Yeah, that's what I meant. The steps inside are replaced with some
JanusGraph stuff.

Cheers,
Keith


On Tue, Apr 24, 2018 at 1:52 PM pieter gmail <pieter.mar...@gmail.com>
wrote:

> Nah, that looks to me like the RepeatStep survived. Just the nested
> VertexStep that got replaced with JanusgraphVertexStep.
> Good for them, first prize is not replacing anything.
>
> Cheers
> Pieter
>
> On 24/04/2018 19:50, Keith Lohnes wrote:
> > It looks like it,
> > `g.V().has("foo", "bar").repeat(out()).emit().explain()`
> >
> > yields
> >
> > `[JanusGraphStep([],[foo.eq(bar)]),
> > RepeatStep([JanusGraphVertexStep(OUT,vertex),
> > RepeatEndStep],until(false),emit(true))]`
> >
> >
> >
> > On Tue, Apr 24, 2018 at 12:12 PM pieter gmail <pieter.mar...@gmail.com>
> > wrote:
> >
> >> Hi,
> >>
> >> Sqlg completely replaces TinkerPop's RepeatStep. The idea being that
> >> with g.V().repeat(out()).times(x) only x round trips to the db is needed
> >> regardless of the size of the graph. Each time it will go to the db with
> >> the full set of the previous step's incoming starts.
> >>
> >> But yeah TinkerPop's implementation is always the starting point so I'll
> >> definitely have a look at how you have implemented DFS.
> >>
> >> BTW, does Janus graph use TinkerPop's default RepeatStep as is with no
> >> optimization strategies?
> >>
> >> Cheers
> >> Pieter
> >>
> >> On 24/04/2018 16:33, Keith Lohnes wrote:
> >>> Pieter,
> >>>
> >>> If you take a look at https://github.com/apache/tinkerpop/pull/838 DFS
> >> is
> >>> implemented as a modification to BFS. It's taking the starts that come
> in
> >>> from a BFS and stashing them to be processed later. I haven't seen a
> big
> >>> performance difference on JanusGraph; At least for the queries that
> I've
> >>> been running with it. I'm not terribly familiar with Sqlg, but I wonder
> >> if
> >>> in the context of how DFS is implemented there, it may be less of a
> >>> concern.

EXERCISE TASKS:
1 - In the email thread on TinkerPop's RepeatStep, how many database round trips does Sqlg need for g.V().repeat(out()).times(x)?
2 - Pick up the email thread on TinkerPop's RepeatStep from the point where it stops.
The material after the email thread is not needed.

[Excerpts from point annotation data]
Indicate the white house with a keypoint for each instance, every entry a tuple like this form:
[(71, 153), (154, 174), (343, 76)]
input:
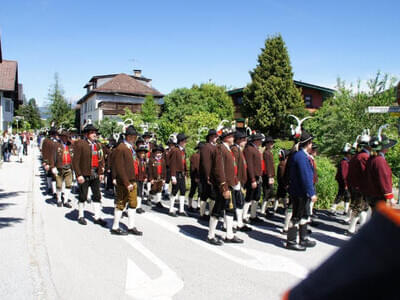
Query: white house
[(10, 92), (109, 95)]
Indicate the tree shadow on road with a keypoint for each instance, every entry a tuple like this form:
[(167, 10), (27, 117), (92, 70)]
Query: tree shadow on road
[(5, 222), (266, 238), (319, 236), (10, 194)]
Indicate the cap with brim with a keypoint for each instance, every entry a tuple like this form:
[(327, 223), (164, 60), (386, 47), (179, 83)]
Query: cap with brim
[(142, 148), (240, 135), (89, 128), (305, 137), (211, 132), (256, 137), (181, 137), (131, 131), (157, 148), (227, 131)]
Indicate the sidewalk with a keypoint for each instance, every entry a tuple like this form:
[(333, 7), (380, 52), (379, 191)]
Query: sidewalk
[(15, 268)]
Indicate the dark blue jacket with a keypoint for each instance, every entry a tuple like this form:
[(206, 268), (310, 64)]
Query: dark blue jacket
[(301, 175)]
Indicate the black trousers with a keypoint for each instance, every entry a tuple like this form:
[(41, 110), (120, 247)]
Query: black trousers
[(253, 194), (207, 191), (239, 199), (300, 208), (224, 206), (193, 187), (94, 184), (180, 185), (140, 189), (342, 194)]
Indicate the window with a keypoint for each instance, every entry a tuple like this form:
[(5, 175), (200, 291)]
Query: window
[(308, 101), (7, 106)]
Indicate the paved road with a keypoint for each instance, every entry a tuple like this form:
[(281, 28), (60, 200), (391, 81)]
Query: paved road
[(46, 254)]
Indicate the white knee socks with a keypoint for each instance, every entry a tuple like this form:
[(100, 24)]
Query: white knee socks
[(117, 218)]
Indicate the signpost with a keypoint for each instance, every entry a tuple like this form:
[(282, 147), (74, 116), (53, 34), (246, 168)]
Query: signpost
[(394, 111)]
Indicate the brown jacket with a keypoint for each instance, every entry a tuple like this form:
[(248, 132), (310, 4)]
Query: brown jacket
[(59, 149), (48, 151), (223, 168), (122, 166), (268, 158), (253, 159), (177, 161), (194, 165), (242, 166), (142, 168), (82, 159), (153, 167), (207, 153)]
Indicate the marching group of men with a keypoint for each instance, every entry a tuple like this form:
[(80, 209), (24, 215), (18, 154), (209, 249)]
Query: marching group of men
[(230, 172)]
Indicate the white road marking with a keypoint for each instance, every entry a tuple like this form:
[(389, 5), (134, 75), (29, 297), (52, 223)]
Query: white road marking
[(261, 261), (140, 286)]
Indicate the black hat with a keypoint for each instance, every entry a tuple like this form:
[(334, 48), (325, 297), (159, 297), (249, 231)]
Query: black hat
[(227, 131), (199, 145), (210, 133), (157, 148), (131, 130), (181, 137), (267, 140), (305, 137), (257, 136), (142, 148), (52, 130), (147, 134), (139, 140), (240, 135), (383, 143), (89, 127)]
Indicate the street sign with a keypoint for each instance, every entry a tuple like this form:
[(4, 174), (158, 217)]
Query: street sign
[(398, 93), (383, 109)]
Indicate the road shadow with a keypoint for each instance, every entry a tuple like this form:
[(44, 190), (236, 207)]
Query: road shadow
[(266, 238), (10, 194), (6, 222), (319, 236), (194, 232)]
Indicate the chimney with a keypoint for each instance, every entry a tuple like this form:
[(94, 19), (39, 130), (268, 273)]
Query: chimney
[(1, 57)]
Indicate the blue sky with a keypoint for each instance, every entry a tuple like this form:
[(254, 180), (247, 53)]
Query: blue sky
[(179, 43)]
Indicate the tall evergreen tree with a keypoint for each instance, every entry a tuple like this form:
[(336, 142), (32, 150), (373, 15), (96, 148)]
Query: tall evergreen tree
[(31, 114), (272, 94), (61, 112)]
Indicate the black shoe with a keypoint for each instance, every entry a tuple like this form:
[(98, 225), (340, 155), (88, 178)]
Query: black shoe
[(134, 231), (295, 246), (100, 222), (234, 240), (67, 205), (118, 231), (82, 221), (159, 205), (255, 220), (214, 241), (348, 233), (245, 229), (308, 243)]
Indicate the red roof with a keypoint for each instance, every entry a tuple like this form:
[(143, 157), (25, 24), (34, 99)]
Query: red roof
[(124, 84), (8, 75)]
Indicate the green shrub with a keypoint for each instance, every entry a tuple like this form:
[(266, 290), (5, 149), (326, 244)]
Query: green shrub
[(327, 186)]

RESPONSES:
1 - Only x round trips, regardless of the size of the graph.

2 -
> >>>
> >>> Cheers,
> >>> Keith
> >>>
> >>> On Thu, Apr 19, 2018 at 12:46 PM pieter gmail <pieter.mar...@gmail.com
> >
> >>> wrote:
> >>>
> >>>> Hi,
> >>>>
> >>>> Not really sure either what 'global' means technically with respect to
> >>>> TinkerPop's current configuration support.
> >>>> Perhaps it can be the start of a global configuration registry that
> can
> >>>> be overridden per traversal.
> >>>>
> >>>> I get that DFS is the preferred default but for Sqlg the performance
> >>>> impact is so great that I'd rather, if possible have BFS as its
> default.
> >>>>
> >>>> I am not sure about this but I reckon that any graph where the
> TinkerPop
> >>>> vm is not running in the same process space as the actual graph/data
> >>>> that latency is a big issue. BFS alleviates the latency issue
> >>>> significantly.
> >>>>
> >>>> Cheers
> >>>> Pieter
> >>>>
> >>>>
> >>>>
> >>>> On 19/04/2018 14:49, Keith Lohnes wrote:
> >>>>>> whether this will affect more than just
> >>>>> repeat()?
> >>>>>
> >>>>> For the PR that I start and the intent of this thread was to only
> >> affect
> >>>>> repeat.
> >>>>>
> >>>>>> I prefer that the semantics of the traversal be specified in the
> >>>> traversal
> >>>>> as a first class citizen.
> >>>>>
> >>>>> +1
> >>>>>
> >>>>>>     I am fine with any default but am wondering whether it would be
> >>>>> worthwhile for the default to be overridden at a global level at not
> >> just
> >>>>> per traversal
> >>>>>
> >>>>> It might be nice, but I guess I'm not sure what `global` means in
> this
> >>>>> context. Configured on the graph object?
> >>>>>
> >>>>> On Tue, Apr 17, 2018 at 9:28 PM Daniel Kuppitz <m...@gremlin.guru>
> >> wrote:
> >>>>>> TinkerPop makes no guarantees about the order of elements unless you
> >>>>>> specify an explicit order. This also goes back to the fact that
> >> certain
> >>>>>> strategies (LazyBarrier-, RepeatUnroll- and PathRetractionStrategy)
> >> add
> >>>>>> NoOpBarrierSteps to your traversal, which ultimately turns it into a
> >>>>>> DFS/BFS mix. Check the .explain() output of your traversal to see
> >> which
> >>>>>> strategy adds which steps.
> >>>>>>
> >>>>>> Cheers,
> >>>>>> Daniel
> >>>>>>
> >>>>>>
> >>>>>> On Tue, Apr 17, 2018 at 4:45 PM, Michael Pollmeier <
> >>>>>> mich...@michaelpollmeier.com> wrote:
> >>>>>>
> >>>>>>>> Also it seems to me that DFS only really applies to repeat() with
> an
> >>>>>>>> emit().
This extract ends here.